## Data excerpts
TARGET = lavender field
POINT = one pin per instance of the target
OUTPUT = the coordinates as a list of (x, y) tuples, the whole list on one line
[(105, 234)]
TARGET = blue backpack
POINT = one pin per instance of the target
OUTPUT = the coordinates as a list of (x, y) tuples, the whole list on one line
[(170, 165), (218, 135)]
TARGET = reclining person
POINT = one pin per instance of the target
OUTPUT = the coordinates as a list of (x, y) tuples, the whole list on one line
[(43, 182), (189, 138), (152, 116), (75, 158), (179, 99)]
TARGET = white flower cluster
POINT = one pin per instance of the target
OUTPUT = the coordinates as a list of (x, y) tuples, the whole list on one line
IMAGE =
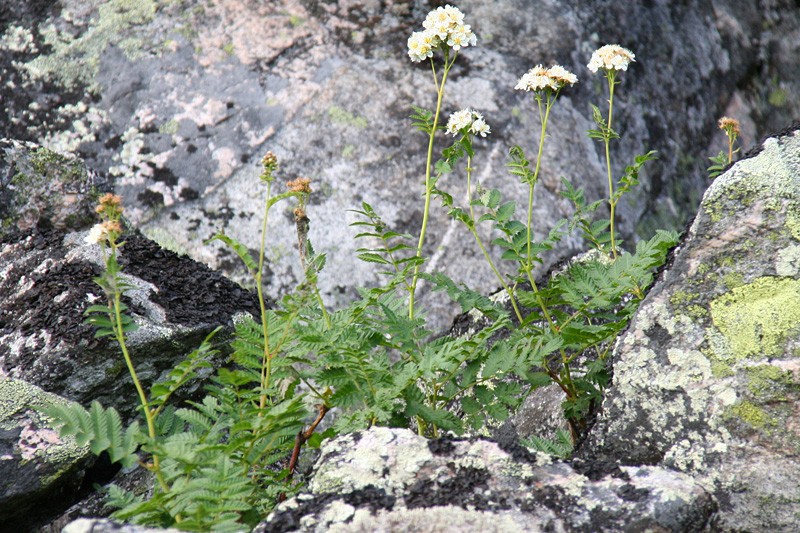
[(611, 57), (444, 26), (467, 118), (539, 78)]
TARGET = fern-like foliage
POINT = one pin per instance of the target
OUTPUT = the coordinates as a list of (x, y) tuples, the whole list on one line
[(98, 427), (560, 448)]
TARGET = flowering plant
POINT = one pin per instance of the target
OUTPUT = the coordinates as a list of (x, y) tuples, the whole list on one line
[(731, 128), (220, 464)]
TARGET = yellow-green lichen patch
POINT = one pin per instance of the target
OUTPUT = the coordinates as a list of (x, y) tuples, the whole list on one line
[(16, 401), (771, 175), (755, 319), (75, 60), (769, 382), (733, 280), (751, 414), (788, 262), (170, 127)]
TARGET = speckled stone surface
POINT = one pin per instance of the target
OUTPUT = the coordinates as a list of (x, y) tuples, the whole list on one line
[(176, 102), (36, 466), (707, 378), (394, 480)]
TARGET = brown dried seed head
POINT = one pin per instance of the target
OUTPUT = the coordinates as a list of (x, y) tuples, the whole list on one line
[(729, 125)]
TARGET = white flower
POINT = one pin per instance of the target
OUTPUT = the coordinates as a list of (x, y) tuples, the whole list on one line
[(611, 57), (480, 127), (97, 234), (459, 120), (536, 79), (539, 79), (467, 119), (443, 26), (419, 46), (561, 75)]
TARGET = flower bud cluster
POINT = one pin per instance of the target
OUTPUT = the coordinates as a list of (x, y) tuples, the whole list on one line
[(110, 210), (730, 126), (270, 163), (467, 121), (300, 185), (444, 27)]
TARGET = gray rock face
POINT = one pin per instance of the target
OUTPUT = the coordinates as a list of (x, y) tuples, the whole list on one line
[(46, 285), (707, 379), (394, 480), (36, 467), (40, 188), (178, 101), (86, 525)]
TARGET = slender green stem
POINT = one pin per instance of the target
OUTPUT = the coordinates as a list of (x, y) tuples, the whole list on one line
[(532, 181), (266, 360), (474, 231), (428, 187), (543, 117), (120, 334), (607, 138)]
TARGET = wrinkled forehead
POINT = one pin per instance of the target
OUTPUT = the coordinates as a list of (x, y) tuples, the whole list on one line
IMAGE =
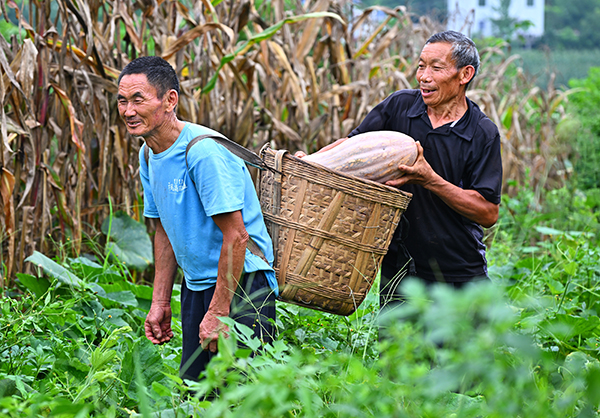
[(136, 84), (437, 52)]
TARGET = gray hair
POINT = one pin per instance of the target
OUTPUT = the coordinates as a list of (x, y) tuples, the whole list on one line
---
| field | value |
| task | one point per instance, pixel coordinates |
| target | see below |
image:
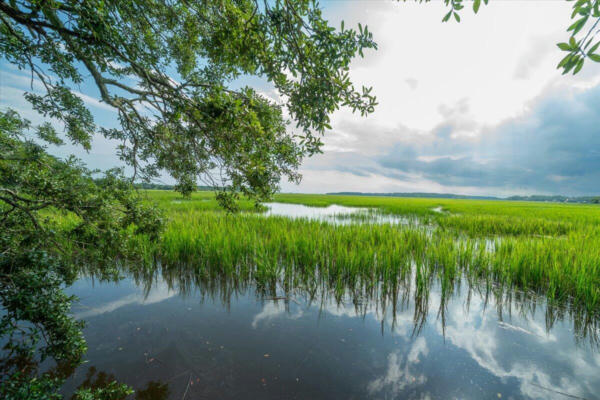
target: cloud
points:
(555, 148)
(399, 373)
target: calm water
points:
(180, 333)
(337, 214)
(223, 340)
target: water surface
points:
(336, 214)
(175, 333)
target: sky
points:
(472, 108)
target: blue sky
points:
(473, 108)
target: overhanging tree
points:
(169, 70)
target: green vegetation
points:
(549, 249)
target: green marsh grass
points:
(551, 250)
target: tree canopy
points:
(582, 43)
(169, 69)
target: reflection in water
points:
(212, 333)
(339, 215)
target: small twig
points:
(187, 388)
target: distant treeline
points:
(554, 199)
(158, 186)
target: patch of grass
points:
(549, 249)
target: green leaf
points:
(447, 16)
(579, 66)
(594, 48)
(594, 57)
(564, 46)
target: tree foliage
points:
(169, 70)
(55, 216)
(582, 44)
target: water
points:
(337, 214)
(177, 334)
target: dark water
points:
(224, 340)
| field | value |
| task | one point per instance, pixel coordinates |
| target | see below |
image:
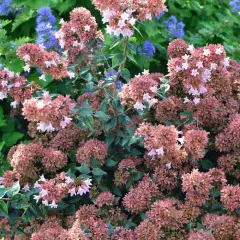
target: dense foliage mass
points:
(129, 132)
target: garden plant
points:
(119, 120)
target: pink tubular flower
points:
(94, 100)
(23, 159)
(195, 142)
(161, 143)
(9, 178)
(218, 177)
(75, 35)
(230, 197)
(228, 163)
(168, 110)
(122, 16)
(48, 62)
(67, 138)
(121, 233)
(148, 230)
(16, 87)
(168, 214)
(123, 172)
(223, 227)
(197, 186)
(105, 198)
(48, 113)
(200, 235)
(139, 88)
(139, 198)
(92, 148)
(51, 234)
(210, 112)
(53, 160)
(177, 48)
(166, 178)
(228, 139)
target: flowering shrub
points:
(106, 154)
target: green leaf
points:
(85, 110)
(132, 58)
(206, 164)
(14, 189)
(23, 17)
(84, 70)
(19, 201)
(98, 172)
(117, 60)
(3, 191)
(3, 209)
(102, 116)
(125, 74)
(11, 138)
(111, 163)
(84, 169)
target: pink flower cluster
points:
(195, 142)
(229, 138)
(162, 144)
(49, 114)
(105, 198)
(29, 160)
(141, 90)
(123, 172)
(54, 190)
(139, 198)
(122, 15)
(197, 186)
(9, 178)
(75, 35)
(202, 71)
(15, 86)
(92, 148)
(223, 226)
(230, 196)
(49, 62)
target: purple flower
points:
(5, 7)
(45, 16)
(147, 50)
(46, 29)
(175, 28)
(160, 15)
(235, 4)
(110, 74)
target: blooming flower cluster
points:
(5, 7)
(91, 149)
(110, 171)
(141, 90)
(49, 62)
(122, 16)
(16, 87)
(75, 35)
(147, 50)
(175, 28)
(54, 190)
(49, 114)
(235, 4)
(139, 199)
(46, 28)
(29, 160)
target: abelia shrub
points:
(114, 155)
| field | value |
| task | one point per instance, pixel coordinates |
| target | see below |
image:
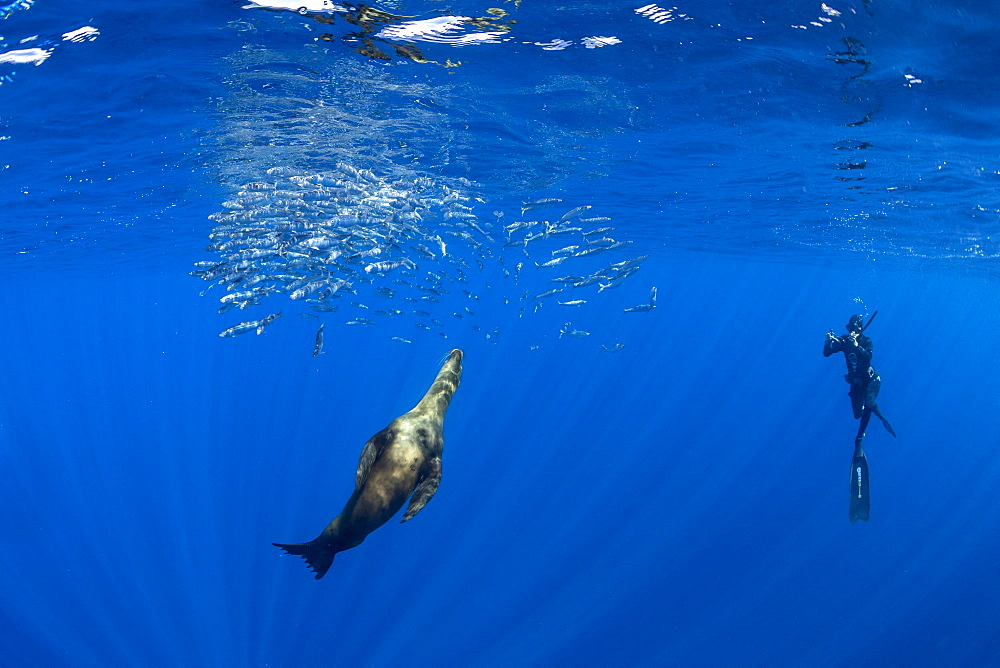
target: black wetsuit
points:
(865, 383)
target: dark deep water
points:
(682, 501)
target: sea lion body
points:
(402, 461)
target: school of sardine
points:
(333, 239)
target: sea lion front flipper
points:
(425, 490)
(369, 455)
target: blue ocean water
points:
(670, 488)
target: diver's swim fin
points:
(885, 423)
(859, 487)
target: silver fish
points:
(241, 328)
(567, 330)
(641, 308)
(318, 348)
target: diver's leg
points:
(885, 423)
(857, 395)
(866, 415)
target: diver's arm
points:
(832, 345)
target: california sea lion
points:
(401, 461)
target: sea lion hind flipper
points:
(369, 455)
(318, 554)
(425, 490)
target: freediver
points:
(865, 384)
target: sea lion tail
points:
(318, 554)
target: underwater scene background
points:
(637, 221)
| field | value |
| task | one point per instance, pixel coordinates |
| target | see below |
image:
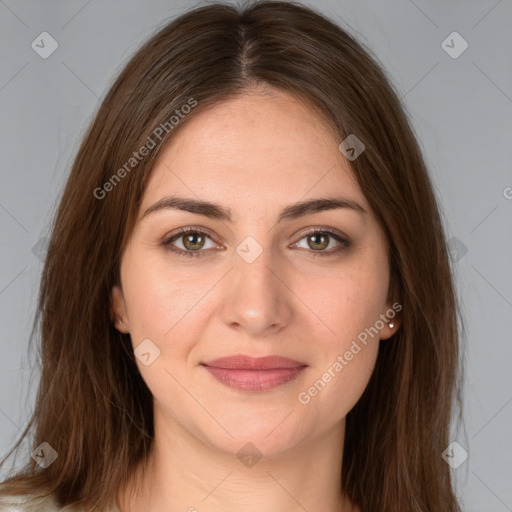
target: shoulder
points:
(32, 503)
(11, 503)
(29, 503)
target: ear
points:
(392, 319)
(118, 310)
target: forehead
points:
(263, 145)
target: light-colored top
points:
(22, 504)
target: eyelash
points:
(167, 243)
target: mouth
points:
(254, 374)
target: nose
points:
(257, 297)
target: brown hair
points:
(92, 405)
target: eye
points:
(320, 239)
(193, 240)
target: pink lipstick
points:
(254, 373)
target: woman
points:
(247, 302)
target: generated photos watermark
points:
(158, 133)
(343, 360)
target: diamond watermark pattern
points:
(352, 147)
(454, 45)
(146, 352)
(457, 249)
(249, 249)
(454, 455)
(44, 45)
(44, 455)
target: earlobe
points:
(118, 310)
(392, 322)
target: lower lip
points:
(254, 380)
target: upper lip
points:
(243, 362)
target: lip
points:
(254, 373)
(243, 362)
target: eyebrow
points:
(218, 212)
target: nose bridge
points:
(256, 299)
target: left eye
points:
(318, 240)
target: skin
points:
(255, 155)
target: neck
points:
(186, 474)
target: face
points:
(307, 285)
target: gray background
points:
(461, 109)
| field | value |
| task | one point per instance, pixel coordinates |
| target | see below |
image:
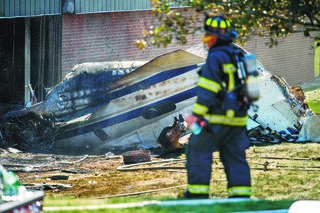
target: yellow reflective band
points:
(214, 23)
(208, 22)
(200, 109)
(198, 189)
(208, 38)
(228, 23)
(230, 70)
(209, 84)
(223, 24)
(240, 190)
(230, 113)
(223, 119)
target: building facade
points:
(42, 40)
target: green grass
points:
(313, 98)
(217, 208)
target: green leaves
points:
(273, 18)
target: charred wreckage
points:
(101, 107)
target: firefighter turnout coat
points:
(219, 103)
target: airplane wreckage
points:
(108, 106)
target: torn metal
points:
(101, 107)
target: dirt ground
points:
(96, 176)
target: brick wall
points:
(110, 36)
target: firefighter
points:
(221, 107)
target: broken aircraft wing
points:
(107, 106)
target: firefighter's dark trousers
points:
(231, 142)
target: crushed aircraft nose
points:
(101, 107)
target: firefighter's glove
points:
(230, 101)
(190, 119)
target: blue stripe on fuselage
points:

## Exercise directions
What lines in the material above contain the word "gray"? Copy them out.

## Reply to the task
TARGET = gray rock face
TARGET = gray hair
target: gray background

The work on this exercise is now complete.